----- FRAGMENTO -----
Tras esa segunda entrevista, Scherer intentó que hubiera al menos una más. Realizó varias gestiones en 1995. En mayo de ese año, durante una visita de una delegación del PRI encabezada por su presidenta nacional, María de los Ángeles Moreno, pude entregarle al comandante una carta que le envió el entonces director de Proceso.

–Don Julio Scherer me pidió que le entregara esta carta –dije solemne al comandante.

La recibió indiferente y sin mirarla se la guardó en la bolsa de su chaqueta militar verde olivo.

–¿Qué le digo a don Julio? –pregunté preocupado.

–Dígale que la recibí –contestó amable pero cortante.

Dos meses después –julio de 1995–, Scherer aprovechó que Carlos Castillo Peraza, entonces dirigente nacional del PAN, realizó una visita de trabajo a La Habana para enviar con él otra carta para Castro. “Se la manda un amigo suyo”, le dijo. Fidel vio el nombre del remitente y el logotipo de Proceso. Sonrió. Se llevó la carta a su lugar y la puso frente a él, sobre la mesa en torno a la cual se sentaron los miembros del Comité Ejecutivo Nacional del PAN y del Consejo de Estado de Cuba, en el Palacio de la Revolución.

Pero nada pasó.

La oportunidad de oro se presentó cuatro meses después. En noviembre de ese año, don Julio fue invitado por la familia Cárdenas a La Habana, donde el gobierno de la isla realizaría un homenaje post mortem al general Lázaro Cárdenas del Río.
----- DATOS EXTRAÍDOS -----
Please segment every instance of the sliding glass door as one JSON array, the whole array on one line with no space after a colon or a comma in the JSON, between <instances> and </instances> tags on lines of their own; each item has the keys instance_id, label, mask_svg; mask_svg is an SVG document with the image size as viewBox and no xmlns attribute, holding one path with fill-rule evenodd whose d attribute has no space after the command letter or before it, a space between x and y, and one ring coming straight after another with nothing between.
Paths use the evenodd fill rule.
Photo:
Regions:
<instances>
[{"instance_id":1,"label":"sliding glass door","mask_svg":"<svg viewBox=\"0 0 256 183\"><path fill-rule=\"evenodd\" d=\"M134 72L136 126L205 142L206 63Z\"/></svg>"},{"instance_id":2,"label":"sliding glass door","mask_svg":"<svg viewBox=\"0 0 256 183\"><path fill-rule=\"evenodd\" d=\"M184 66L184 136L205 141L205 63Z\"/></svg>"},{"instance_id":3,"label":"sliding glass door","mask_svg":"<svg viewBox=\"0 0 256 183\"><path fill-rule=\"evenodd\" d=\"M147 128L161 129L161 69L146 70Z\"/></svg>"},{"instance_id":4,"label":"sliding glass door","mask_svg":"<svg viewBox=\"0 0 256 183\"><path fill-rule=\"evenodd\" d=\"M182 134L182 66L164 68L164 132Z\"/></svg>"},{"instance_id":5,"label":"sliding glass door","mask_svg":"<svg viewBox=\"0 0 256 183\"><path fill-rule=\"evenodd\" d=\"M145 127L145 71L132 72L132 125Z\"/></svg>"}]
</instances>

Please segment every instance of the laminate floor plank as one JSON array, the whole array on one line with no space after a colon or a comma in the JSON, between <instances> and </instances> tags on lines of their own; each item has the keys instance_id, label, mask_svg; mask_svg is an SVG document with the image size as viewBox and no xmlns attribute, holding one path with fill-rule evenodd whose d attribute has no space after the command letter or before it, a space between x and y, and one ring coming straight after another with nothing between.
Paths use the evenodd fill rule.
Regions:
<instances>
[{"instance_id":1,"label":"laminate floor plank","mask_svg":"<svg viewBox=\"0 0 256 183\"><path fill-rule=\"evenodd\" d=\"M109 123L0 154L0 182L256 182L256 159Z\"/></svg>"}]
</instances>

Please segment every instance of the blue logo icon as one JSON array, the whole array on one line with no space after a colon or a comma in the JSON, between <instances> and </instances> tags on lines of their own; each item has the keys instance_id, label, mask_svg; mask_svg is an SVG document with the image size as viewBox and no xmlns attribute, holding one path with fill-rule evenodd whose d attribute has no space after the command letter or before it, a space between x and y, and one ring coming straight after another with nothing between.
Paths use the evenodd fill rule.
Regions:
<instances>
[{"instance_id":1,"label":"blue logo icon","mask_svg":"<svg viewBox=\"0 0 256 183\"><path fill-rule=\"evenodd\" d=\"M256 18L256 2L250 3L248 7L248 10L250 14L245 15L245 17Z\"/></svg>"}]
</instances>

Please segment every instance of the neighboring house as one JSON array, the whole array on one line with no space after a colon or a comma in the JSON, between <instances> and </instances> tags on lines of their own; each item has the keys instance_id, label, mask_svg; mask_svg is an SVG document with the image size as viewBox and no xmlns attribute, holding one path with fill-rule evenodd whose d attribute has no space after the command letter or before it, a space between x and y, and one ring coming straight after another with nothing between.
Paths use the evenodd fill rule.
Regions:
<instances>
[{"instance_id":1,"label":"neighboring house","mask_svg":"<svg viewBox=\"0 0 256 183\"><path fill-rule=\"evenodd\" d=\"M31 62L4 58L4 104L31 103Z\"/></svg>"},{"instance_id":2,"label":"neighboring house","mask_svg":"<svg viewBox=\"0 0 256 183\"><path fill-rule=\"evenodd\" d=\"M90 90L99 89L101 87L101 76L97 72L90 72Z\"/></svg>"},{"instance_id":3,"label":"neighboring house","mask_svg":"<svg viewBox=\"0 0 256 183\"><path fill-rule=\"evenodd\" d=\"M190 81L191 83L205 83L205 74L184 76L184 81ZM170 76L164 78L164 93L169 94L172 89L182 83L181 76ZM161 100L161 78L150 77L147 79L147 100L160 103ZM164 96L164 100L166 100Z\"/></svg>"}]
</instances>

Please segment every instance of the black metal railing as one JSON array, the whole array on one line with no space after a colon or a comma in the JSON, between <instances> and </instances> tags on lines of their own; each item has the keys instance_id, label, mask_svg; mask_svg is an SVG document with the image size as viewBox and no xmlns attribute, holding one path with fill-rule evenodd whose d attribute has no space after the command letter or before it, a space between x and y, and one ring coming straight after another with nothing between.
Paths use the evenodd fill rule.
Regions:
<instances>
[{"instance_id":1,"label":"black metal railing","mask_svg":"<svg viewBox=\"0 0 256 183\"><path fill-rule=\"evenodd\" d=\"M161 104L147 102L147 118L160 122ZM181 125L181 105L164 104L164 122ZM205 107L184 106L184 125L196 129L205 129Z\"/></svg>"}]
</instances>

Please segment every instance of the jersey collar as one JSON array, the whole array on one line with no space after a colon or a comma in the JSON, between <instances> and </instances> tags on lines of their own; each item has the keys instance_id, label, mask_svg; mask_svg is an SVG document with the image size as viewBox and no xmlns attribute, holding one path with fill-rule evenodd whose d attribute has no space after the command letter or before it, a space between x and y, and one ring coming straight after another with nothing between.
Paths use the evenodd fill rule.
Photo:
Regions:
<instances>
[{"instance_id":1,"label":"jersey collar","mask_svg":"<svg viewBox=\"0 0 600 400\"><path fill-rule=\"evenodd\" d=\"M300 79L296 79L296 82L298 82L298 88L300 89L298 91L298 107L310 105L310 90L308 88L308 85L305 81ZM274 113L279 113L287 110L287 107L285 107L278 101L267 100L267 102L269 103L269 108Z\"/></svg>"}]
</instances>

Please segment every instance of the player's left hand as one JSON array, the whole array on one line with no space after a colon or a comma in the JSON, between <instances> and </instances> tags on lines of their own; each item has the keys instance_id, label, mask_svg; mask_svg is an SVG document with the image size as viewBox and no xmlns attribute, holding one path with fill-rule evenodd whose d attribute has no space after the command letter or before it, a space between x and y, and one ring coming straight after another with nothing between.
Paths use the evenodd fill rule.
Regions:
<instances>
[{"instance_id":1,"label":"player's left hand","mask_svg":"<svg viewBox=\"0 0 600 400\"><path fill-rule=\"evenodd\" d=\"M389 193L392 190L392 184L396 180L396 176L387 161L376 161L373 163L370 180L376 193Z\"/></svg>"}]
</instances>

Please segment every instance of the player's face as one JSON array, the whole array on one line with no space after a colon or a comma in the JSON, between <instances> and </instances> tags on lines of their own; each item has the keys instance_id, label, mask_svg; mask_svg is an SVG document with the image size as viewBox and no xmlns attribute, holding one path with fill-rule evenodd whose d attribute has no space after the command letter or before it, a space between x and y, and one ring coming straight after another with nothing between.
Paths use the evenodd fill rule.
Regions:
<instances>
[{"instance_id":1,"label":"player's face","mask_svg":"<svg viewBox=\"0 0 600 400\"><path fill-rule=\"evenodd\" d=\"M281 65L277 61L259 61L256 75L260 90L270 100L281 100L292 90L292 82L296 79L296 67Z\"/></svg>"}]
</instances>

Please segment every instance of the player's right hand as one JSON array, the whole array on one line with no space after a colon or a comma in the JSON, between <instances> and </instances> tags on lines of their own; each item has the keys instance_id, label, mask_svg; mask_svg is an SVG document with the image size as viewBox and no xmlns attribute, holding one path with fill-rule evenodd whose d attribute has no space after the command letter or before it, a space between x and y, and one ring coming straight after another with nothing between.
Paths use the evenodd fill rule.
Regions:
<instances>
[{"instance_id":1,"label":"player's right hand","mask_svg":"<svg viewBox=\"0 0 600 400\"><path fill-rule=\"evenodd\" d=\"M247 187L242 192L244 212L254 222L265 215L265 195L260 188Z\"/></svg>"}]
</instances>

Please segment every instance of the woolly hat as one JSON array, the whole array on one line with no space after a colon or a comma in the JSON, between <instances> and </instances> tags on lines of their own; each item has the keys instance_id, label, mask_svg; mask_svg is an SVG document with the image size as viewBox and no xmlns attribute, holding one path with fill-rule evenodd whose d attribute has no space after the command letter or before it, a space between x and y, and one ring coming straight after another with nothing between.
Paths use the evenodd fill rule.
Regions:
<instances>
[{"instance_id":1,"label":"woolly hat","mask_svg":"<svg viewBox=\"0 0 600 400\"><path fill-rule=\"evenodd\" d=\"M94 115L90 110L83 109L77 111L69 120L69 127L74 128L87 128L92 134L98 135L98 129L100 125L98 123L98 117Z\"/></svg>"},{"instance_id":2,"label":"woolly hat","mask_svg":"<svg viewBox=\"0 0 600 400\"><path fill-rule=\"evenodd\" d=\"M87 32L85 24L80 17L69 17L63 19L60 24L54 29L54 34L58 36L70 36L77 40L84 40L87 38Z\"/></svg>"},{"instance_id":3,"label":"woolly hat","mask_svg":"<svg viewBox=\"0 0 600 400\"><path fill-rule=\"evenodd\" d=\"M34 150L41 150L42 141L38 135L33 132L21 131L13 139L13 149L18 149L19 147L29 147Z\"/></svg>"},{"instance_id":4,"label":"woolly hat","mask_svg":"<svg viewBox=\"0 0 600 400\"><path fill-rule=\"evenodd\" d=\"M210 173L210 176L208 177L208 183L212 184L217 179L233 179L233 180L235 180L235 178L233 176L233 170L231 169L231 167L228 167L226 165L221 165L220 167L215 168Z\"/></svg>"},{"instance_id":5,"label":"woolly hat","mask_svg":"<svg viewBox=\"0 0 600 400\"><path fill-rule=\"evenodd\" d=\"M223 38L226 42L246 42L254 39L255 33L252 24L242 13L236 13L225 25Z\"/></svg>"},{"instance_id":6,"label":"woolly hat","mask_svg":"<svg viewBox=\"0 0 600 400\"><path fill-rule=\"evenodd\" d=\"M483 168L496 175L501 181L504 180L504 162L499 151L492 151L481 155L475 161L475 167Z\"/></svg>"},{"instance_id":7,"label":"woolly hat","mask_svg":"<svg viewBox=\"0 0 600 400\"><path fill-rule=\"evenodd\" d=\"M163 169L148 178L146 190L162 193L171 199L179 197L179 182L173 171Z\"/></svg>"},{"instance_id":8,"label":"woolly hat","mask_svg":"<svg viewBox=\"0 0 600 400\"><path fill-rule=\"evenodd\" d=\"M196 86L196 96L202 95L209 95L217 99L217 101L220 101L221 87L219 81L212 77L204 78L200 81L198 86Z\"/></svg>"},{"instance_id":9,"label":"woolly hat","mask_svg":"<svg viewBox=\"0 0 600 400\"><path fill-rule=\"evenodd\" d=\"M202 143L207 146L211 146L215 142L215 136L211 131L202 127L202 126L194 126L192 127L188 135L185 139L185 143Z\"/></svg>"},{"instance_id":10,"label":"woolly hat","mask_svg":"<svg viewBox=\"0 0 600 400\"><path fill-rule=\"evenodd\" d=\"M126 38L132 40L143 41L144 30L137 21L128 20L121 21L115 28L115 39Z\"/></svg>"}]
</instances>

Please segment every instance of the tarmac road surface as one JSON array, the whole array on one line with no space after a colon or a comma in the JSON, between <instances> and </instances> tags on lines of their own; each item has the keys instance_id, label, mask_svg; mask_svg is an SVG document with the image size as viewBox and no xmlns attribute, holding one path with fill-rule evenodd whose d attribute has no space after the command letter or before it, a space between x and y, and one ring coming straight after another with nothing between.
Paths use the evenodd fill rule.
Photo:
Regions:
-----
# [EJERCICIOS]
- A) Transcribe sin cambios el pasaje del fragmento que va de “Tras esa segunda” a “amable pero cortante.”.
- B) Según el fragmento, ¿quién encabezaba la delegación del PRI que hizo la visita de mayo de 1995?
Las líneas no hacen falta para resolver nada.

# [RESPUESTAS]
- A)
Tras esa segunda entrevista, Scherer intentó que hubiera al menos una más. Realizó varias gestiones en 1995. En mayo de ese año, durante una visita de una delegación del PRI encabezada por su presidenta nacional, María de los Ángeles Moreno, pude entregarle al comandante una carta que le envió el entonces director de Proceso.

–Don Julio Scherer me pidió que le entregara esta carta –dije solemne al comandante.

La recibió indiferente y sin mirarla se la guardó en la bolsa de su chaqueta militar verde olivo.

–¿Qué le digo a don Julio? –pregunté preocupado.

–Dígale que la recibí –contestó amable pero cortante.

- B) María de los Ángeles Moreno, presidenta nacional del PRI.